> [What the exercise asks] Gather, from the data below, each line in which the word "blade" occurs.

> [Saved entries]

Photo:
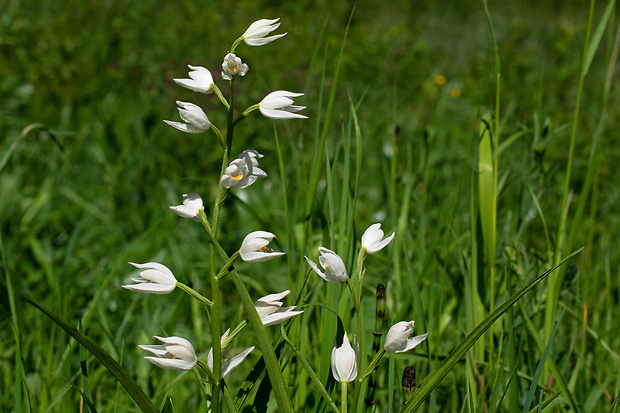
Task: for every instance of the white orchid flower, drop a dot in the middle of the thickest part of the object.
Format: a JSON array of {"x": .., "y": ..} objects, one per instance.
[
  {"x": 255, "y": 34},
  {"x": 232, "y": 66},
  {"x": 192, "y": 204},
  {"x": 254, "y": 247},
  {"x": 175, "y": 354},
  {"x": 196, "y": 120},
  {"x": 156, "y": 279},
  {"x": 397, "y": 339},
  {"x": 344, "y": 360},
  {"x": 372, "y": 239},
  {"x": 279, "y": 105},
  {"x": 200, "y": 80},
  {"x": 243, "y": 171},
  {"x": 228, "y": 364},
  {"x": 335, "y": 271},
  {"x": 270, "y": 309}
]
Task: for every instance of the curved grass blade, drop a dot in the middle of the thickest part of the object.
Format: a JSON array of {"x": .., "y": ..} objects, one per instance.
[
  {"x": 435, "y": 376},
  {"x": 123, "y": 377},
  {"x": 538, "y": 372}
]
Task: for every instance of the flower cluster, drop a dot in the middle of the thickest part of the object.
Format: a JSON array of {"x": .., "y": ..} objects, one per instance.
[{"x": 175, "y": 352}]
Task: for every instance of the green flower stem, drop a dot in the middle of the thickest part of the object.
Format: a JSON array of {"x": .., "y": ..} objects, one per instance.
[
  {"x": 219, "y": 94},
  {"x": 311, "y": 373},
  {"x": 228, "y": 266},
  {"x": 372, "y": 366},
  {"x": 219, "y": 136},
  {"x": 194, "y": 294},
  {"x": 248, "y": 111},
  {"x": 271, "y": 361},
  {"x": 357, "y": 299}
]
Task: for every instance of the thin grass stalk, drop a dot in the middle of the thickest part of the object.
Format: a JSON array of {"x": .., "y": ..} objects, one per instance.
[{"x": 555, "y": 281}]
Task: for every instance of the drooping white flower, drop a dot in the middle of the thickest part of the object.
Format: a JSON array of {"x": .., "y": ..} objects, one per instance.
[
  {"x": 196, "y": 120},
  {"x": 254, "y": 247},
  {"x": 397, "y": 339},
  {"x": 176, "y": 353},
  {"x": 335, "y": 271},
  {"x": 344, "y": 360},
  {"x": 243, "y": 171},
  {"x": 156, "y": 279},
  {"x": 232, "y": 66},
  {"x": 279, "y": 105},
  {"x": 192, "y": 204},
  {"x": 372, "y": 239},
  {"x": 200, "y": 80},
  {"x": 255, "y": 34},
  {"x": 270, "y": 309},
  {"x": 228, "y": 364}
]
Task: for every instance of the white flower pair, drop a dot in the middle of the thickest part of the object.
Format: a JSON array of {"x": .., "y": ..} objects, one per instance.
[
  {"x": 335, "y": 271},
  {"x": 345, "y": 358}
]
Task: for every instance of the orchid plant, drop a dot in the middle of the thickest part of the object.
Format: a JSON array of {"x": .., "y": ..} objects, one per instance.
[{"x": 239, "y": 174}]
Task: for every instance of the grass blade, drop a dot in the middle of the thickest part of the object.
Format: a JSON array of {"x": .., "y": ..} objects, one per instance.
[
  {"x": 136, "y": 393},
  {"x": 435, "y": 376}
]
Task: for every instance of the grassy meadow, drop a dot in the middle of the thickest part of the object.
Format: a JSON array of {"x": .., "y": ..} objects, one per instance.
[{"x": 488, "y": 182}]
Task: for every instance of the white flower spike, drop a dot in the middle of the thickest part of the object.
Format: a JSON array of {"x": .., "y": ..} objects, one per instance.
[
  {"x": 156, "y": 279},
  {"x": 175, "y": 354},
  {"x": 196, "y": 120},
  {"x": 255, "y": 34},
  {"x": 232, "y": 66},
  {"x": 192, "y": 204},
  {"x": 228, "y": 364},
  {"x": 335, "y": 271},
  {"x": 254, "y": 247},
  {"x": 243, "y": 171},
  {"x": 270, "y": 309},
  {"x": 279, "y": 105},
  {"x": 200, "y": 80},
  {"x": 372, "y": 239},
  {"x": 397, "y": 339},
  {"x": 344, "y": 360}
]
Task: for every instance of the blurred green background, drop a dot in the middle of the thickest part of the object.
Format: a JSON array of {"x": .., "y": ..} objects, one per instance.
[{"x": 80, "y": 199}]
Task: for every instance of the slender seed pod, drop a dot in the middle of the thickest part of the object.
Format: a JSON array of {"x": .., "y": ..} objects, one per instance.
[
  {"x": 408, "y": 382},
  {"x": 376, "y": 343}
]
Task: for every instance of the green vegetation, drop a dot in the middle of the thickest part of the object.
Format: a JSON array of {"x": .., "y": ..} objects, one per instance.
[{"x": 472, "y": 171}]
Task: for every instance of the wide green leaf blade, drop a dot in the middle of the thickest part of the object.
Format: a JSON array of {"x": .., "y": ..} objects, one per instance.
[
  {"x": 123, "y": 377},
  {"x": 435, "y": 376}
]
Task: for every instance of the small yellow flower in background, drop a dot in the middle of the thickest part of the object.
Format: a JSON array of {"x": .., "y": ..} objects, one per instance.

> [Answer for this exercise]
Task: for every instance of the curved grass blade, drop a dot in the middle of the thickest part of the object.
Task: for every instance of the grass blade, drop a dot in the middle of the thickest part of the object.
Task: for every instance of the wide green leaf blade, drop a dot in the middle of the thickest part of the object.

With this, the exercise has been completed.